> [Try it]: In the passage about the design exhibition below, what is added to the clay water-filter pots to eliminate infectious bacteria?

> [Provided passage]:
______________________________

Each hut contains different objects created to improve life in an impoverished community. In one hut is a row of clay pots used to filter water in Cambodia.

Ceramic Water Filter
Clay pots naturally filter out many contaminants in water. Colloidal silver paint is added to these pots to eliminate infectious bacteria.
Image courtesy of International Development Enterprises

"What they basically discovered was that the fossil remains of these little prehistoric creatures that can be found in clay that's used for ceramics are perfect filters for filtering out most contaminants in the water," said Blauvelt.

Some of the objects on display reflect a combination of old and new technology.

There's a motorbike equipped with a satellite uplink on the back. The driver rides in a loop through several villages that have schools and health clinics using solar powered technology. The motorbike's satellite picks up their e-mail and medical queries, and links them up to the internet. On its next loop, the driver brings back a response.

"It's kind of a hybrid of the pony express and high technology at the same time," laughed Blauvelt. "The reason for that is because the satellite uplinks are more expensive, so to have one location tends to work a little better in this particular case."

Leapfrog technology
Many communities that never had electricity are going straight to solar power. These solar panels are being installed on a rural house in Sri Lanka.
Photo by SELCO-India

Many of the objects in the "Design for the other 90 percent" exhibition represent a sort of leapfrog technology. Blauvelt says communities that never had telephone poles are now getting cell phones. And villages that never had power lines are learning to harvest solar and wind energy.

"Because a lot of what we're talking about happens in parts of the world where the sun is shining most of the time," says Blauvelt. "So solar energy is powering a lot of the projects on display that require electricity."

The exhibition, which runs through September 7, is on loan from the Cooper-Hewitt National Design Museum in New York. Cooper-Hewitt curator Cynthia Smith says she sees a real interest in this kind of design, especially from students still in school.

Bamboo treadle pump
This bamboo treadle pump, designed by Gunnar Barnes and International Development Enterprises in Nepal, provides a low cost solution to farming irrigation.
Photo courtesy of International Development Enterprises

"They have a set of talents and skills that can be really applied to all kinds of real-world situations," says Smith. "I think it's going to continue to grow and there's going to be a big wave as this younger set of designers starts to address these real issues."

Smith says she was inspired to organize the exhibit after seeing the work of Dr. Paul Polak, founder of International Development Enterprises.

Polak, author of the book "Out of Poverty" believes that rather than handing out aid to people in need, it's better to come up with affordable solutions that allow people to help themselves. He says cheap, simple devices can have a tremendous impact.

"It's going from barely surviving and seeing your kids not have enough to eat to having enough food seeing your kids education and having a future and improving your house and building some reserves," says Polak. "It's a profound change."

Polak says his irrigation drip system or bamboo treadle pump may not be as elegant or charming as an ipod, but to the small-scale farmers who use them, the results of his designs are just as beautiful.

______________________________

> [Information]:
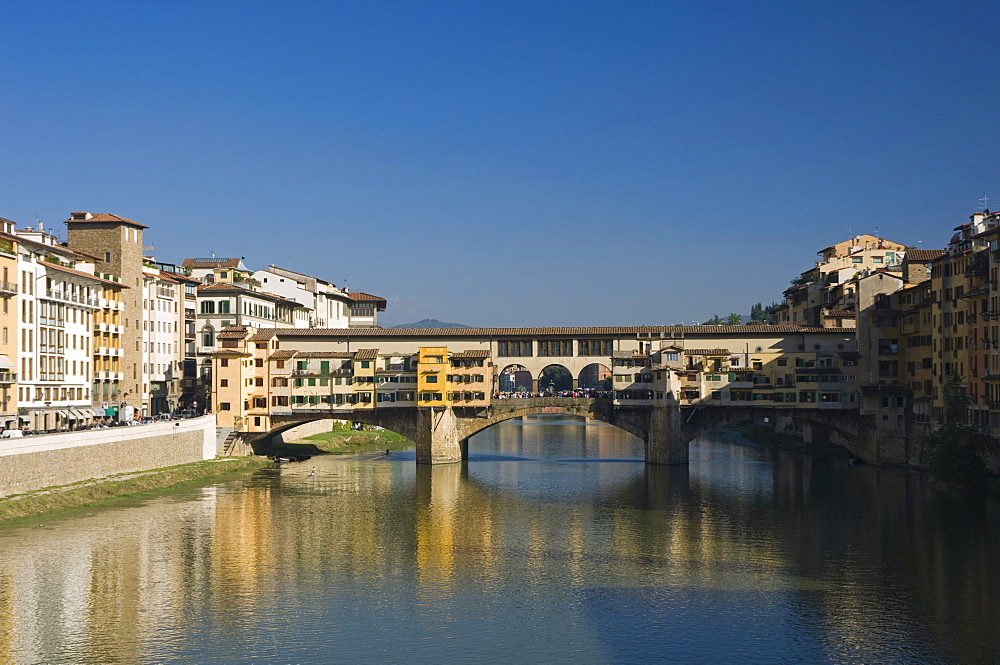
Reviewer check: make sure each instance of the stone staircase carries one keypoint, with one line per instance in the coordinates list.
(230, 443)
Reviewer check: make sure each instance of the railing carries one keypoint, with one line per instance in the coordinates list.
(69, 297)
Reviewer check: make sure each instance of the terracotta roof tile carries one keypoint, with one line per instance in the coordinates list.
(888, 389)
(326, 354)
(472, 353)
(81, 274)
(105, 217)
(707, 352)
(362, 333)
(922, 255)
(211, 263)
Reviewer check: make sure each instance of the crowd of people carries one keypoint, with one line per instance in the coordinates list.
(579, 392)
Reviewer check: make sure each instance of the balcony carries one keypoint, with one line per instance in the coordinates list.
(69, 297)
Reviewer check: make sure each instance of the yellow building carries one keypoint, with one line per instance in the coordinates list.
(432, 375)
(8, 325)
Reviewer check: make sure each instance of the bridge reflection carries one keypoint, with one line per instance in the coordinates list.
(825, 537)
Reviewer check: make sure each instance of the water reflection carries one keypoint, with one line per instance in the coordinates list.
(553, 542)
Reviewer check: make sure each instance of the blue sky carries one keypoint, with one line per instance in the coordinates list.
(509, 163)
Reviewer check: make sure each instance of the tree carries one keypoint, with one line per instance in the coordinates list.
(952, 450)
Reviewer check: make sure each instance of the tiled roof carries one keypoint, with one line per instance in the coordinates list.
(886, 389)
(364, 297)
(325, 354)
(631, 331)
(472, 353)
(211, 263)
(104, 217)
(180, 277)
(922, 255)
(81, 274)
(629, 354)
(976, 291)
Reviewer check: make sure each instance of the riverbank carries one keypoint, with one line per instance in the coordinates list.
(99, 490)
(345, 442)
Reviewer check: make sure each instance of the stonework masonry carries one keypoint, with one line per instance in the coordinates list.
(119, 242)
(32, 463)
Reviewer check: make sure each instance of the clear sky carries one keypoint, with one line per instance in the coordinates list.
(507, 163)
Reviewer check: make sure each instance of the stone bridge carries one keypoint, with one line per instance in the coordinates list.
(442, 434)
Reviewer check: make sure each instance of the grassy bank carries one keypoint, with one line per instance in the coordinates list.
(346, 441)
(97, 491)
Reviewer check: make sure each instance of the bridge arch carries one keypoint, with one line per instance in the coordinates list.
(555, 378)
(813, 425)
(635, 422)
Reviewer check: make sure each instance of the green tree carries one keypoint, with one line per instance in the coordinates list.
(952, 450)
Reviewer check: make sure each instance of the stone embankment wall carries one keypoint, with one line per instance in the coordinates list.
(33, 462)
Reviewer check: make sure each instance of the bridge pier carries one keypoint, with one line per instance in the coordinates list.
(663, 441)
(438, 439)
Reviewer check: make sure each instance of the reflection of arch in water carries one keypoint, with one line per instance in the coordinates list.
(555, 378)
(514, 378)
(595, 376)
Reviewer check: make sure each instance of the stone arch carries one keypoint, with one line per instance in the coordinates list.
(514, 378)
(810, 423)
(596, 376)
(635, 423)
(555, 378)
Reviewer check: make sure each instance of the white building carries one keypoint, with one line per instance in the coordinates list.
(58, 296)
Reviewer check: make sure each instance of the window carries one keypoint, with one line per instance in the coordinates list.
(594, 347)
(514, 348)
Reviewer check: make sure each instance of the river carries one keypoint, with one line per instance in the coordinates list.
(554, 543)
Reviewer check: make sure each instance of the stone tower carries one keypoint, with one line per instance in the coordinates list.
(117, 242)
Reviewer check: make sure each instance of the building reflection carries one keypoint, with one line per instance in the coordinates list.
(842, 544)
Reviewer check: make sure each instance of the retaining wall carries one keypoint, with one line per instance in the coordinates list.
(33, 462)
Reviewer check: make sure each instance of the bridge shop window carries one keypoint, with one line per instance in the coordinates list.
(555, 347)
(594, 347)
(514, 348)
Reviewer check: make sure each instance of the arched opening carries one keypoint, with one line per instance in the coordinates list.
(595, 377)
(514, 379)
(555, 379)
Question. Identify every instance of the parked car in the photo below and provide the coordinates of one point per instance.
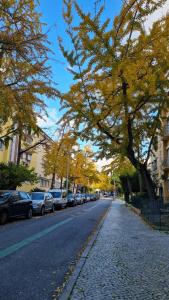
(71, 201)
(14, 204)
(93, 197)
(42, 202)
(79, 198)
(59, 197)
(87, 197)
(84, 198)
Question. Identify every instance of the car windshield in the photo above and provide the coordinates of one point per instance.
(37, 196)
(56, 194)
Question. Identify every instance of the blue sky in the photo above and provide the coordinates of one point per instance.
(52, 15)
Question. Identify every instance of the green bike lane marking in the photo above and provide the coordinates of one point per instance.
(15, 247)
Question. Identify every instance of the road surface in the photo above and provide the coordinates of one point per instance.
(36, 254)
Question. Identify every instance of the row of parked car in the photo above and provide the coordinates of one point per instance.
(18, 203)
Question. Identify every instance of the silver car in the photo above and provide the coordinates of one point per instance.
(42, 202)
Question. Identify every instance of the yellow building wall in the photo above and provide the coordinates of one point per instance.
(36, 162)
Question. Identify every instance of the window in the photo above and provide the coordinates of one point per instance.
(24, 196)
(1, 145)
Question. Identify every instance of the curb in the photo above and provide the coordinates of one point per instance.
(73, 278)
(135, 210)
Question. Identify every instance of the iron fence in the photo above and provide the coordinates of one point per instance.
(155, 212)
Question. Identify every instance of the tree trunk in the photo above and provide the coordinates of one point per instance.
(53, 180)
(61, 183)
(129, 185)
(149, 184)
(19, 149)
(125, 188)
(140, 182)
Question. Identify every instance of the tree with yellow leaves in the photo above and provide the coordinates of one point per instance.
(120, 80)
(57, 158)
(83, 169)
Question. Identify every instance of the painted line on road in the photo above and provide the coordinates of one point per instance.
(15, 247)
(91, 208)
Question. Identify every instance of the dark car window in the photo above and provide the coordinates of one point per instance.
(24, 196)
(37, 196)
(56, 194)
(5, 195)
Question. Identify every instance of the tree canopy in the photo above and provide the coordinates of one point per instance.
(25, 75)
(120, 79)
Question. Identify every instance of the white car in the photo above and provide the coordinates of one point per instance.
(59, 197)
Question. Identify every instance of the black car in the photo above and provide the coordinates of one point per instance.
(71, 201)
(14, 204)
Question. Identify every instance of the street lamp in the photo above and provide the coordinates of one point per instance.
(68, 168)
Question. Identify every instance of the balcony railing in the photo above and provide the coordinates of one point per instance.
(165, 164)
(166, 132)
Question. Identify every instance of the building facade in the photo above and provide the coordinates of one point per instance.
(159, 162)
(33, 157)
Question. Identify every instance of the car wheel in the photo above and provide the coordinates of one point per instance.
(3, 217)
(53, 208)
(29, 214)
(42, 212)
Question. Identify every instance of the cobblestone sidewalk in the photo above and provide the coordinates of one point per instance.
(129, 260)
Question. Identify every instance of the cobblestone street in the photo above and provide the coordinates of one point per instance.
(129, 260)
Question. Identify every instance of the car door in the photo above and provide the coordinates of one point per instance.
(47, 201)
(50, 200)
(14, 205)
(23, 203)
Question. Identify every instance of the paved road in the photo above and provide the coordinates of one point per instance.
(128, 261)
(36, 254)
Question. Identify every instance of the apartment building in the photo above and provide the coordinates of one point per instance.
(33, 157)
(159, 162)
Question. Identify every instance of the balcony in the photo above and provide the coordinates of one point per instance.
(165, 164)
(166, 132)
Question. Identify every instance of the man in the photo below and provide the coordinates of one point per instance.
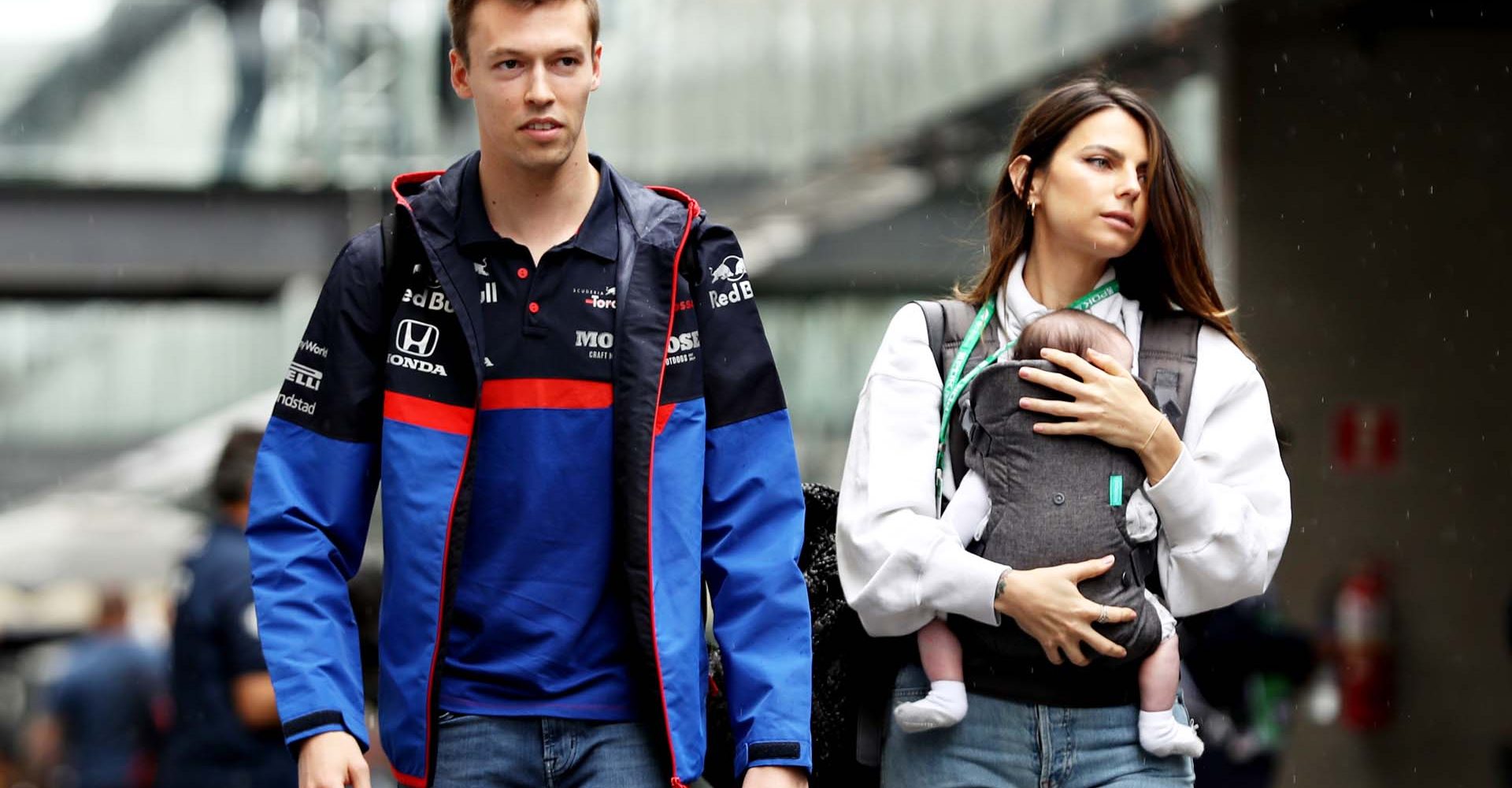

______________________________

> [Solution to this problem]: Colloidal silver paint.